#### WHAT TO PRODUCE:
Quote the items verbatim, starting at their first line and ending at the line that contains "115), (190, 161)]", with both ends included.

#### RECORDS PROVIDED:

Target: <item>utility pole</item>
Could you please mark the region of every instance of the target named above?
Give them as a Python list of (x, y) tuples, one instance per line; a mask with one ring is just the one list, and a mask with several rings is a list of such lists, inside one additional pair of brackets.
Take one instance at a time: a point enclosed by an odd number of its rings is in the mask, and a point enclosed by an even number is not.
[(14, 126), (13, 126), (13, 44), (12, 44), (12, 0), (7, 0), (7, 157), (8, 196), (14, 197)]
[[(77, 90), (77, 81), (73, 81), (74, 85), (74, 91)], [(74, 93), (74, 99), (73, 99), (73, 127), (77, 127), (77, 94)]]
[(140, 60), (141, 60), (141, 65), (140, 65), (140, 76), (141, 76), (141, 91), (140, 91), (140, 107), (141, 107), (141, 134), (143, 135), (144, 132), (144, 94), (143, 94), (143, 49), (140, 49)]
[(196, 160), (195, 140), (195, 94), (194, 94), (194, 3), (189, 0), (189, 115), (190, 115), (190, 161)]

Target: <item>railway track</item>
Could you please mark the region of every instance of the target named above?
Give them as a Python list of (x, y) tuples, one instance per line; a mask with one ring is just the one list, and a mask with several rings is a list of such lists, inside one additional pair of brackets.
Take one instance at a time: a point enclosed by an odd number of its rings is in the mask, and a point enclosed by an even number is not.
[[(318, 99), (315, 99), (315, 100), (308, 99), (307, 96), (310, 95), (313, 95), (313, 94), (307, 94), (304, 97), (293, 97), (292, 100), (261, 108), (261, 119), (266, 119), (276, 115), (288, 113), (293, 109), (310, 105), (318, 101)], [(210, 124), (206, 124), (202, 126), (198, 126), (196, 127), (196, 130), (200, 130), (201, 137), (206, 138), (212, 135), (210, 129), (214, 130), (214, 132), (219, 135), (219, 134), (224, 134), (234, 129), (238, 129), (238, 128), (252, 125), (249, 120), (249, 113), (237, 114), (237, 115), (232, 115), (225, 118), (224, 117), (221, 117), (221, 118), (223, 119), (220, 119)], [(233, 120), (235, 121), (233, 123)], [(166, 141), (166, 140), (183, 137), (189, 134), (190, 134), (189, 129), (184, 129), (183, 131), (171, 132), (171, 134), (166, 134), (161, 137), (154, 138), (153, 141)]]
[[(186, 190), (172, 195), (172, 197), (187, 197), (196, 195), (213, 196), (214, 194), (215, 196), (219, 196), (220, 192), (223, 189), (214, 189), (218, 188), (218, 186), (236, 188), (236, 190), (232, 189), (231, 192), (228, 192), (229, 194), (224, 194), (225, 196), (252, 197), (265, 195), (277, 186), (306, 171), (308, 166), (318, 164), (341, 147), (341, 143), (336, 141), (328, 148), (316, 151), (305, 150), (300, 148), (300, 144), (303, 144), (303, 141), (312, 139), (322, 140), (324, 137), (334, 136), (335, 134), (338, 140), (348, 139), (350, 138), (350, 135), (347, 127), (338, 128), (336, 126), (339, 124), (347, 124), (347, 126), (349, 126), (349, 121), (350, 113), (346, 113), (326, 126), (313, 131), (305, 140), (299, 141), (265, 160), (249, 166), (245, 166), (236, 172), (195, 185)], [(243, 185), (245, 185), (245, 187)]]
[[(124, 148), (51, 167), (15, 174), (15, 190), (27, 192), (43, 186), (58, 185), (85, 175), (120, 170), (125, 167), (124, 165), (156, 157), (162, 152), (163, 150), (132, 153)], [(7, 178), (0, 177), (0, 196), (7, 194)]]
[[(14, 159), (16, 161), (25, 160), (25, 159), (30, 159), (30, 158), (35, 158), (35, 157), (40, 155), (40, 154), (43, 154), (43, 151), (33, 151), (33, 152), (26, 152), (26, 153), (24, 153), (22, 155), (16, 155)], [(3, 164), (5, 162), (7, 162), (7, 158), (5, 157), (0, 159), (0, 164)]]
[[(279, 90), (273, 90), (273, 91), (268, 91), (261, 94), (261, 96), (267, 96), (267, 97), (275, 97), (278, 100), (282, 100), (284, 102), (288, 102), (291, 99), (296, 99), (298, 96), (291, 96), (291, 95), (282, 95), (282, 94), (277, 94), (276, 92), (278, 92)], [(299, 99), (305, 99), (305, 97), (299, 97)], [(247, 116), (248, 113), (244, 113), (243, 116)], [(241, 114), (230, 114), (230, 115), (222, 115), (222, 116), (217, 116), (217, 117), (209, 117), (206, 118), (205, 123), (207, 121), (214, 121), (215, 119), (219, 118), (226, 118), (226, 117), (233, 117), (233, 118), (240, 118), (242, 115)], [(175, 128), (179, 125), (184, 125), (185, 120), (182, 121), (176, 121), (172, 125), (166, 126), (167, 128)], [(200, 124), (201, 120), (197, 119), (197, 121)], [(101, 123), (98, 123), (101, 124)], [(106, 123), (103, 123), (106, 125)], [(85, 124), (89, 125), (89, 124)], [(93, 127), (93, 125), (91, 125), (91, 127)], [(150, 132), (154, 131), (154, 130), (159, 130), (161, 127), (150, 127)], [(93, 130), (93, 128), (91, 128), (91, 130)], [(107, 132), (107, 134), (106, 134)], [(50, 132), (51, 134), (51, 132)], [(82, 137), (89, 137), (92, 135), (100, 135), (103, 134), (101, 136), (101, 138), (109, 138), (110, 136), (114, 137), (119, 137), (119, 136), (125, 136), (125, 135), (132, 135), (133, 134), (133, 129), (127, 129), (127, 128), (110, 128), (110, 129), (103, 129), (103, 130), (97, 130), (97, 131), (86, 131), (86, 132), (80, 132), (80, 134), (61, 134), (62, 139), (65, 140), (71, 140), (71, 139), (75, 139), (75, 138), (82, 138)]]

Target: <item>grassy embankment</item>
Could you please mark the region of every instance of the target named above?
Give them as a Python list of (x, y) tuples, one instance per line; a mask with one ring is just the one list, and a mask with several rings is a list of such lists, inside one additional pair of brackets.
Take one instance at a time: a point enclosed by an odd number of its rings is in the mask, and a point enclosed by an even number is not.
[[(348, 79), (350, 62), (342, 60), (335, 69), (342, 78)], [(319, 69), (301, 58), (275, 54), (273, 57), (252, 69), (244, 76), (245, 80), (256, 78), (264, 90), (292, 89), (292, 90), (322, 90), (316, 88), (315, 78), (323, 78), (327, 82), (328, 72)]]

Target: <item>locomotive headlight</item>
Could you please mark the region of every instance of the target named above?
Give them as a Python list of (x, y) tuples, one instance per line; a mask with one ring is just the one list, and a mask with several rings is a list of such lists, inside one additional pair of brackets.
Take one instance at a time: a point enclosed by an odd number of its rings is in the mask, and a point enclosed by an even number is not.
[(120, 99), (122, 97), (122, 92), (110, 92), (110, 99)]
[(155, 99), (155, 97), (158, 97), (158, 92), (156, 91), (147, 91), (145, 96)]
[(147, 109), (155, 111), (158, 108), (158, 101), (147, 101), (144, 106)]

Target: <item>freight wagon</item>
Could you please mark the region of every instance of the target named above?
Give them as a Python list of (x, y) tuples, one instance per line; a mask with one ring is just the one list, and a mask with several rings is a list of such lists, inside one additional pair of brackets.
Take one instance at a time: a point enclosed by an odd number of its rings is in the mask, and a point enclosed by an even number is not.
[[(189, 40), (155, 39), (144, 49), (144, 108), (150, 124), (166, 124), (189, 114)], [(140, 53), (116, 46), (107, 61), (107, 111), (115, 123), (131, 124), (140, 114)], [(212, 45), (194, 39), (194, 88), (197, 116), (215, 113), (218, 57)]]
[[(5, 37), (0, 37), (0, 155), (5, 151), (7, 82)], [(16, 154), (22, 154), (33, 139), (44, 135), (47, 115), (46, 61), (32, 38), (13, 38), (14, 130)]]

#### TASK OUTPUT:
Target: <item>utility pole</item>
Could you please mark the region of every instance of the target named above?
Give them as a Python list of (x, y) tuples, one instance per line; a mask with one ring is just the one list, and a mask with several rings is a list of such lists, inside one additional pair of brackets.
Take one instance at a time: a point enclosed by an odd number of its rings is in the mask, and a point enclosed by an even number is not.
[(14, 126), (13, 126), (13, 44), (12, 44), (12, 0), (7, 0), (7, 157), (8, 196), (14, 197)]
[[(77, 90), (77, 81), (73, 81), (74, 85), (74, 91)], [(74, 93), (74, 99), (73, 99), (73, 127), (77, 127), (77, 94)]]
[(140, 60), (141, 60), (141, 65), (140, 65), (140, 76), (141, 76), (141, 91), (140, 91), (140, 107), (141, 107), (141, 134), (143, 135), (144, 132), (144, 94), (143, 94), (143, 49), (140, 49)]
[(196, 160), (195, 140), (195, 94), (194, 94), (194, 3), (189, 0), (189, 115), (190, 115), (190, 161)]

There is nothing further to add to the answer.